• _WHAT THIS EXERCISE ASKS_:
**a)** In the GPS forum thread below, which system does tgeb have on the mini excavator?
**b)** Give a two-sentence summary of the GPS forum thread below.
═══ SOURCE DOCUMENT ═══
# Gps



## mattg2448 (Jan 26, 2015)

So who uses GPS systems? I'm looking at a machine that is set up so I can add GPS to it in the future. From what I've experienced and understand, it can help a ton with specifying material quanities and placement, and eliminates the need for engineering staking. With GPS monitored machines it can also eliminates a full time grade checker and in turn amps up production. I do know that it doesn't work perfect in some situations, especially in wooded areas, near buildings, ect which you can resort to the old fashioned way, but I think that those situations are the small majority. 

I have also learned that yiu can create profile designs right in cab of an excavator, so if you were to dig a basement, no grade guy is needed and it is a one man task with grade values a foot away from your face. I think that can be a big seller too. 

So any thoughts, input, drawbacks, advantages?


----------



## tgeb (Feb 9, 2006)

Matt, I don't have a GPS system, but do have set up on my mini ex that works well.

A leica power dig pro is what I have, and I have installed plenty of pipe lines by myself with the help of the leica. I can set it up, dig a trench on grade and just drop the pipe in knowing that I am dead on grade.

Foundation and footing work is simplified, I can level any area, set bottom of trench, and transfer elevations.

It was not a cheap addition, but I am certain I have been paid back many times by having it available.

Maybe not what you are looking for..as it's not GPS, and is an "indicate" system, but I am happy with my investment.


----------



## mattg2448 (Jan 26, 2015)

That's familiar to the Trimble Flex system installed on cats. I would like to be the most efficient I can be and also the most accurate. I have a meeting with my sales rep this week, I'll get some info and make s write up if anyone else is interested


----------



## Moxley-Kidwell (Jan 28, 2011)

I should be doing the same research, but I keep telling myself we are too small or we don't do that much grading. I would be interested in hearing what you find out, maybe it will get me motivated as well.

I'm pretty green with GPS stuff I've never used it. My biggest concern would be getting the info from paper or my computer into the machines. Special/expensive software and how much time it would take?


----------



## dayexco (Mar 4, 2006)

GPS was just coming on strong as I was gearing down. I love gadgets, were I still active, I'd be neck deep in the technology. 

Looks to me it would afford you to go and do after hours, weekend work without depending on a grade checker. 

If I were young as a lot of you guys here , I'd make the investment in a heartbeat. 

Sent from my SCH-I545 using Tapatalk


----------



## mattg2448 (Jan 26, 2015)
═══ SUPPLIED ENTRIES ═══
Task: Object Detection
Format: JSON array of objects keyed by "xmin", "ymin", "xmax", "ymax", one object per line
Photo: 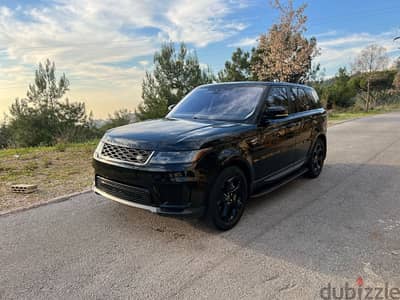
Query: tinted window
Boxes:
[
  {"xmin": 267, "ymin": 87, "xmax": 289, "ymax": 109},
  {"xmin": 296, "ymin": 88, "xmax": 308, "ymax": 111},
  {"xmin": 306, "ymin": 89, "xmax": 318, "ymax": 109},
  {"xmin": 167, "ymin": 85, "xmax": 264, "ymax": 121},
  {"xmin": 310, "ymin": 89, "xmax": 322, "ymax": 108}
]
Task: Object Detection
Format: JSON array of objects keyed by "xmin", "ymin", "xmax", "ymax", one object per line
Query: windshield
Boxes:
[{"xmin": 167, "ymin": 85, "xmax": 264, "ymax": 121}]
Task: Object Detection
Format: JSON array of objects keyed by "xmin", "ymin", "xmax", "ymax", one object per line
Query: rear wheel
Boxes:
[
  {"xmin": 207, "ymin": 166, "xmax": 248, "ymax": 230},
  {"xmin": 307, "ymin": 139, "xmax": 326, "ymax": 178}
]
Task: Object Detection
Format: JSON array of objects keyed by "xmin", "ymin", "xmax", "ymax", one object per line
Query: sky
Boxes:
[{"xmin": 0, "ymin": 0, "xmax": 400, "ymax": 119}]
═══
• _EXPECTED ANSWERS_:
**a)** A Leica Power Dig Pro.

**b)** A member looking at a machine that can take GPS later asks for thoughts on it, noting that GPS can remove the need for engineering staking and a full-time grade checker, though it doesn't work perfectly in wooded areas or near buildings. Replies come from a Leica Power Dig Pro owner who says the non-GPS system has paid for itself many times, a member worried about getting plans from paper or a computer into the machines, and a retired member who would make the investment in a heartbeat if younger.